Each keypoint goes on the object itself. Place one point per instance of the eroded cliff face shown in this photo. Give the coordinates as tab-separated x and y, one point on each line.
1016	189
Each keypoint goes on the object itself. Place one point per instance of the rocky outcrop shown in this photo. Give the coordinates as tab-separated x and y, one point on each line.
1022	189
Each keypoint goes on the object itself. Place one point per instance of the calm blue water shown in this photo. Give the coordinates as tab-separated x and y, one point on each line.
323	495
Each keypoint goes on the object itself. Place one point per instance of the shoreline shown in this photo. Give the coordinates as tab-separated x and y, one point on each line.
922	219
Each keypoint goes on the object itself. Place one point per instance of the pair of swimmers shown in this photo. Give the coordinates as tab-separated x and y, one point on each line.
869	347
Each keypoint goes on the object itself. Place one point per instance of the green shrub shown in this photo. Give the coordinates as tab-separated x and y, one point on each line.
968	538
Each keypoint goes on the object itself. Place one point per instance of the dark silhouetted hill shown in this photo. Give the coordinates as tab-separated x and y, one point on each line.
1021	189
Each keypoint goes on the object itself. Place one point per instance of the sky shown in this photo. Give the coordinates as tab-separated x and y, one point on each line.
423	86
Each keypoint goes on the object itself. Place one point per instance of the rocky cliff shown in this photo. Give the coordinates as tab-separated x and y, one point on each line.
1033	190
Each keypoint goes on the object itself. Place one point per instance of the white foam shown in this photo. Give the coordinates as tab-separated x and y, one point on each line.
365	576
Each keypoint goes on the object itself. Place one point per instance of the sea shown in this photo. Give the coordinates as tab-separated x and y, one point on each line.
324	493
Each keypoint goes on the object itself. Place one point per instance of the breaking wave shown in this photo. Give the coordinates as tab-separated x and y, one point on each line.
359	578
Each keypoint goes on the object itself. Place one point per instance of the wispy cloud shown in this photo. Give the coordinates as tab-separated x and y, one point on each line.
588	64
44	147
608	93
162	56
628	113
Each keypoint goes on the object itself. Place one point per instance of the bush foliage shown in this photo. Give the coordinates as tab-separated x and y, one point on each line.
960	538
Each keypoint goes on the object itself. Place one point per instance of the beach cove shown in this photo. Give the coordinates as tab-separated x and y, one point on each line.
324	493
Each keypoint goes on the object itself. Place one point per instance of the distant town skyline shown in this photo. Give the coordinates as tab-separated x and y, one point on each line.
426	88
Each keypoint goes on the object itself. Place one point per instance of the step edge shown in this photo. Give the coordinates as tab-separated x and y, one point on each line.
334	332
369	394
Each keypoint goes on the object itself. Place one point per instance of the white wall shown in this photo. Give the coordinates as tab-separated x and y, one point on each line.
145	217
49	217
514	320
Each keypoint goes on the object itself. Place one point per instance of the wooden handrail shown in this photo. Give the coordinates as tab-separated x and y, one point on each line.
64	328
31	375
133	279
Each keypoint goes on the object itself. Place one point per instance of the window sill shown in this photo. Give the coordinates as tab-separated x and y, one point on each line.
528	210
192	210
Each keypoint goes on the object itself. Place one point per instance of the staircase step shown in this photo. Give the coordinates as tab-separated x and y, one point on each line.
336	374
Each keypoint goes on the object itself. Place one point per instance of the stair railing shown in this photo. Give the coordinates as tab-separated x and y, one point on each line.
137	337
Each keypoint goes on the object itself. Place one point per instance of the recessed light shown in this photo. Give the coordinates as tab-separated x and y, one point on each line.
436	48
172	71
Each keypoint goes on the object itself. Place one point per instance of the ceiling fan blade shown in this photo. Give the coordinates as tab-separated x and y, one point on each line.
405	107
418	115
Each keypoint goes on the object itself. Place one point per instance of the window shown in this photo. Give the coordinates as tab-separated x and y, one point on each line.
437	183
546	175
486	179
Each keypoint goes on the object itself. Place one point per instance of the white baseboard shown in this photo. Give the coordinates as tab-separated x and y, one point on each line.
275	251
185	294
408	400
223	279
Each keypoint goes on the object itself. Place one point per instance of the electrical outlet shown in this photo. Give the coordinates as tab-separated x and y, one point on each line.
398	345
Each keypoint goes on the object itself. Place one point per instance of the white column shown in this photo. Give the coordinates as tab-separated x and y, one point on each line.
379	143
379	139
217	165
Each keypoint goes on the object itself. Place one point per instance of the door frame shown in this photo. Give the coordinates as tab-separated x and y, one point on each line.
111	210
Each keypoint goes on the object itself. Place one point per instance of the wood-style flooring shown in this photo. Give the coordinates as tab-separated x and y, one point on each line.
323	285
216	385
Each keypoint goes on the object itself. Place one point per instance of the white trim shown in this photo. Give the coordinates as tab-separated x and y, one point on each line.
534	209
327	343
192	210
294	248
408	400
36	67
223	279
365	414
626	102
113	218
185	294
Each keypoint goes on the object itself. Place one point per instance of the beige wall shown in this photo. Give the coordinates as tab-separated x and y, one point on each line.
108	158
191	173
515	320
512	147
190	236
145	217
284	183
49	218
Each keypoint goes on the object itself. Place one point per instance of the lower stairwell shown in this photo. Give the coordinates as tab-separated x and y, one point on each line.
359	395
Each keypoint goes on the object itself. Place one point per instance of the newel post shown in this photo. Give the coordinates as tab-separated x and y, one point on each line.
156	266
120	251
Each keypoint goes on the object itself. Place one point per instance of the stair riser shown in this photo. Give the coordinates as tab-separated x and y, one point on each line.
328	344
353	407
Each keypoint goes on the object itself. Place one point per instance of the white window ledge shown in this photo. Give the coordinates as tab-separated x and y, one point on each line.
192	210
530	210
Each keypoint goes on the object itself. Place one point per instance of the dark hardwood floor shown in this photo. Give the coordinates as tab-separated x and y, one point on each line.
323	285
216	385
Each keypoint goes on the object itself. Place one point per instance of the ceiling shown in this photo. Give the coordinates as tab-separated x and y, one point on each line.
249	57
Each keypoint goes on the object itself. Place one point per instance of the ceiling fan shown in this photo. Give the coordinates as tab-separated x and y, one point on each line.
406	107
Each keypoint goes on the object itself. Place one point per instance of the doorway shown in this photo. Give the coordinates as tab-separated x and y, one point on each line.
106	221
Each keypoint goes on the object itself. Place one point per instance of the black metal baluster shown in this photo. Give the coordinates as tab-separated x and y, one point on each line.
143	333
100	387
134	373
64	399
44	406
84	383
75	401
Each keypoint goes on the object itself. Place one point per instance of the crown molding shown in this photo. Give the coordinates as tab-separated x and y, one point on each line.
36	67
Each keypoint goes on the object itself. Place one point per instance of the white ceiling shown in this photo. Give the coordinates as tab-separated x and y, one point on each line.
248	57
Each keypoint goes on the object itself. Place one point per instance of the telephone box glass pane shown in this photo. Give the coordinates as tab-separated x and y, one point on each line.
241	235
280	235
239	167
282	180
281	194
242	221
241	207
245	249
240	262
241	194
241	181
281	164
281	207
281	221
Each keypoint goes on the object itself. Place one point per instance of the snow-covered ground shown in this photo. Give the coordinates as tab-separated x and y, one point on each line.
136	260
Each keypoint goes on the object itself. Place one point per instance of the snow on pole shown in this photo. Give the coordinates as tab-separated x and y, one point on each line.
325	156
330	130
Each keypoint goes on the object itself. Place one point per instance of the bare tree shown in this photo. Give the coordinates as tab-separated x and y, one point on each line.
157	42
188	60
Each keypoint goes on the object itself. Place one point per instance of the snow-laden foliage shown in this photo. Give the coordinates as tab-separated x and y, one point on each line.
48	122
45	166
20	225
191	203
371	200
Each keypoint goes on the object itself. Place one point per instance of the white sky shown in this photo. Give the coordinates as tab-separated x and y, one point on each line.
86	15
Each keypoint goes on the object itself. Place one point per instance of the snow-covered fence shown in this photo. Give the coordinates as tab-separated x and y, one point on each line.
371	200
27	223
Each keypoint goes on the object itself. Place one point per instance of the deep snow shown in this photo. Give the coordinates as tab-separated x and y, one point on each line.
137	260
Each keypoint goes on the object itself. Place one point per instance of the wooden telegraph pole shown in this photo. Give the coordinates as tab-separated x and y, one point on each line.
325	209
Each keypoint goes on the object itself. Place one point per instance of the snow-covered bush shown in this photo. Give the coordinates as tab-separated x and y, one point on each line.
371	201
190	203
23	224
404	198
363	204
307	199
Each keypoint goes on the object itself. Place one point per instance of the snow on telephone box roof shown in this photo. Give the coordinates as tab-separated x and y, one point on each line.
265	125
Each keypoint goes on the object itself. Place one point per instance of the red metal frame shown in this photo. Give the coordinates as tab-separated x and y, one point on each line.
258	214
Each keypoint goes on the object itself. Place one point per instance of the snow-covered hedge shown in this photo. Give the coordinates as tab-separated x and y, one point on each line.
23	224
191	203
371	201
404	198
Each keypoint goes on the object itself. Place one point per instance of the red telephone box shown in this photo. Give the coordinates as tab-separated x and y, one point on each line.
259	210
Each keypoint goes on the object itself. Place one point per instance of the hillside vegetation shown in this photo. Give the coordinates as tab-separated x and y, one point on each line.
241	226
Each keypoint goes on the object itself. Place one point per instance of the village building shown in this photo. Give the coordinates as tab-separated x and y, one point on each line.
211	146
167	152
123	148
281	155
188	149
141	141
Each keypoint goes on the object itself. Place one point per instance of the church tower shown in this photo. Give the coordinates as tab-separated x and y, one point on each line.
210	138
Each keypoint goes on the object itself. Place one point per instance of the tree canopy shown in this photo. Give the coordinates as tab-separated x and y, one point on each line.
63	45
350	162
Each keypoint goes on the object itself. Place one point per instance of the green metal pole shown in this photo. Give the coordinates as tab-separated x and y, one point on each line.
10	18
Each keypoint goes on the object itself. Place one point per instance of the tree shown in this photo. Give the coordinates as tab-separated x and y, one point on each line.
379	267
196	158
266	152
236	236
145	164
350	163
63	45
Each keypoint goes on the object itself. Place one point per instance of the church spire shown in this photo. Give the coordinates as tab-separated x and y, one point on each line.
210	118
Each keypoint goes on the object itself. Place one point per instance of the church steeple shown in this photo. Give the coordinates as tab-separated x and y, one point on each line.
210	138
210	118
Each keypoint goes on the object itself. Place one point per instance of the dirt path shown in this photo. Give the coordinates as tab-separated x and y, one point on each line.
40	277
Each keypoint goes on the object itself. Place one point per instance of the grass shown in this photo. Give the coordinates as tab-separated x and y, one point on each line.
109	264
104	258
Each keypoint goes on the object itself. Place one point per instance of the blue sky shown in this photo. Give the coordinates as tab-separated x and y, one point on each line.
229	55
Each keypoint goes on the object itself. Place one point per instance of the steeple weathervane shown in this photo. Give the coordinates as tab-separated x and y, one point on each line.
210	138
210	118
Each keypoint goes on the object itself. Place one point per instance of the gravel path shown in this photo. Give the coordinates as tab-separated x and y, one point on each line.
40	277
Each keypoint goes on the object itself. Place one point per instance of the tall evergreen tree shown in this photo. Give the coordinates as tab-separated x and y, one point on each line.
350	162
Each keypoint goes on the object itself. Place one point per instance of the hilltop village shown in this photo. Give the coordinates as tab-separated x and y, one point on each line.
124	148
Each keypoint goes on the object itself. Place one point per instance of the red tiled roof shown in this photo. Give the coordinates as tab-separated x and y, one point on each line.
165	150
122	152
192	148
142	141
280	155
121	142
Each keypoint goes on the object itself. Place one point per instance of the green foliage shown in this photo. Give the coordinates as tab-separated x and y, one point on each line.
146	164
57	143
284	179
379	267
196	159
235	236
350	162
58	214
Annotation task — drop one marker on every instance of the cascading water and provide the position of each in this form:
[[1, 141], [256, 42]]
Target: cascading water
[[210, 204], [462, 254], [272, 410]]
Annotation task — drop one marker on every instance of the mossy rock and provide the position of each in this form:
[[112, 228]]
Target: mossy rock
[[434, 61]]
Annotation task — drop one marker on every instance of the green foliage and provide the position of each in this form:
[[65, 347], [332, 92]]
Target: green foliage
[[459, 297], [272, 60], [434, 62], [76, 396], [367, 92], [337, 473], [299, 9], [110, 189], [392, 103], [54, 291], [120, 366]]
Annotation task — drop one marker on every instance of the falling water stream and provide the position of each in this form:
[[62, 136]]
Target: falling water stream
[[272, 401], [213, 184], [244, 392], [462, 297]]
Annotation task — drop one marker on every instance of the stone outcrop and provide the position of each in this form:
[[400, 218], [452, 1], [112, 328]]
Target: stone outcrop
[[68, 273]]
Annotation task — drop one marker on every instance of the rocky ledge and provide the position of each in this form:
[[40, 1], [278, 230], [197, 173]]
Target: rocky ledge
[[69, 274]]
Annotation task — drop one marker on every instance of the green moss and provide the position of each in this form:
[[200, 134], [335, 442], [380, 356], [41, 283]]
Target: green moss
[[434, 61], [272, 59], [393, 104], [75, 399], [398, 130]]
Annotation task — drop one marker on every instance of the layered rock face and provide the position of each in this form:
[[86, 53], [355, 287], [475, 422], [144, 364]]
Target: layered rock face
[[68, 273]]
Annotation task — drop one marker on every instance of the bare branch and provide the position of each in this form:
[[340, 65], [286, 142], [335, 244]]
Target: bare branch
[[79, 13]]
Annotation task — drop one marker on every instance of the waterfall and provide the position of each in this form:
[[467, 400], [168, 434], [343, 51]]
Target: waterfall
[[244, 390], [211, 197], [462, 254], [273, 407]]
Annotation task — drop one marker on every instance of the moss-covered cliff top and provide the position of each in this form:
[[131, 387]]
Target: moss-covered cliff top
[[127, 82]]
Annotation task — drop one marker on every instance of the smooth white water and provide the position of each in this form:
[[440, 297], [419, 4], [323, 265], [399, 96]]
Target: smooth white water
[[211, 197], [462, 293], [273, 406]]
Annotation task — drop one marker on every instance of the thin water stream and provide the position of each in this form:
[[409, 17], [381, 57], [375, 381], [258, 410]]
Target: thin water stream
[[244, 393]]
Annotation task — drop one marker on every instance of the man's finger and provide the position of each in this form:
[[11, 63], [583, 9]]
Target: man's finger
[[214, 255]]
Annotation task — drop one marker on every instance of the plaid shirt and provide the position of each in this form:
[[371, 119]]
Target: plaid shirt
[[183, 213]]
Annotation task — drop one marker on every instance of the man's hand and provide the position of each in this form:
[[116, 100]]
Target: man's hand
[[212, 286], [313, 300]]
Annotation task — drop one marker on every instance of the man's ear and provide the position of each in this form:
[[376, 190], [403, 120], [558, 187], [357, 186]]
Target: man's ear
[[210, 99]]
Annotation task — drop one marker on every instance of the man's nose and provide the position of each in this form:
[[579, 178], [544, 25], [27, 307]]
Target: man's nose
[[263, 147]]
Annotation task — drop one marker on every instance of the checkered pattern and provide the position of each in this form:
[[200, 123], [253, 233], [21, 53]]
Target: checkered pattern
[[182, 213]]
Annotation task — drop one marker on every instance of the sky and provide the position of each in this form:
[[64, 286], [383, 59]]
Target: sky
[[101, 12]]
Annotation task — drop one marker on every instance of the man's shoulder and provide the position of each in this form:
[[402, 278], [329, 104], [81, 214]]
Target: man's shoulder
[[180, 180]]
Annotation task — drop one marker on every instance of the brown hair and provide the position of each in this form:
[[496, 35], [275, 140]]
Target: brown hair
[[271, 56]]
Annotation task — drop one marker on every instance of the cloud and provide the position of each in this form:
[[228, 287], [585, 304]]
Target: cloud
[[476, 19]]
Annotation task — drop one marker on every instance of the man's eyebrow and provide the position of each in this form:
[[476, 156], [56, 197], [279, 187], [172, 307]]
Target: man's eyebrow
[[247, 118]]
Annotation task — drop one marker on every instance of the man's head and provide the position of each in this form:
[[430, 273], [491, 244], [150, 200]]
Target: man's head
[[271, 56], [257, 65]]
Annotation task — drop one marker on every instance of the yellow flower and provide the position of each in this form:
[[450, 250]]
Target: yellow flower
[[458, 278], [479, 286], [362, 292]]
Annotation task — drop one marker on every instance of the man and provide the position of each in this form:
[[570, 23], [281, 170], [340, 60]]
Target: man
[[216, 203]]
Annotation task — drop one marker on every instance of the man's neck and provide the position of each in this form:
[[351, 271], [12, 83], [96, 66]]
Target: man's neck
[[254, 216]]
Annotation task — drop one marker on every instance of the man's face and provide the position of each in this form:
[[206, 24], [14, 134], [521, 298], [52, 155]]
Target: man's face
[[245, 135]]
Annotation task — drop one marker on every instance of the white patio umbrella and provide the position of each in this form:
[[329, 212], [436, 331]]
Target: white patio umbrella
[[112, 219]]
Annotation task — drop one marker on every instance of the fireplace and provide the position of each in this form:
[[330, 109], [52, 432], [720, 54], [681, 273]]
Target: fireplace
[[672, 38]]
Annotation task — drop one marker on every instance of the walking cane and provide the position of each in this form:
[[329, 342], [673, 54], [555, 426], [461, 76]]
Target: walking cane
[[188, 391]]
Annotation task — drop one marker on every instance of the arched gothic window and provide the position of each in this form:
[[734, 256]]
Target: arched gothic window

****

- [To do]
Look above for the line containing "of the falling" and the line containing "[[131, 387]]". Transcribe both, with the lines between them, exactly.

- [Task answer]
Annotation task — drop one marker on every instance of the falling water stream and provide the position of each in this form:
[[62, 136]]
Target: falling water stream
[[272, 401], [213, 184], [244, 392], [462, 297]]
Annotation task — drop one marker on every instance of the stone outcrop and provide the position of each in this form:
[[400, 218], [452, 1], [112, 328]]
Target: stone outcrop
[[68, 273]]
Annotation task — drop one marker on every instance of the rocky ledge and provide the position of each in this form:
[[40, 1], [278, 230], [197, 173]]
Target: rocky ledge
[[69, 274]]
Annotation task — drop one marker on every instance of the green moss and provide the position of each in this form:
[[200, 134], [335, 442], [380, 356], [41, 283]]
Target: green moss
[[434, 61], [272, 59], [393, 104], [75, 399], [398, 130]]
Annotation task — drop one marker on every instance of the layered rock face and provide the position of each in this form:
[[86, 53], [355, 287], [475, 422], [144, 364]]
Target: layered rock face
[[68, 273]]
Annotation task — drop one marker on every instance of the bare branch and provide the position of each in this form:
[[340, 65], [286, 142], [335, 244]]
Target: bare branch
[[79, 13]]
Annotation task — drop one marker on every instance of the waterfall and provide the position of each in this form:
[[467, 400], [168, 434], [343, 51]]
Target: waterfall
[[244, 390], [211, 197], [462, 254], [273, 407]]
Annotation task — drop one marker on every instance of the moss-covered cliff top and provide the position of each in this form:
[[131, 387]]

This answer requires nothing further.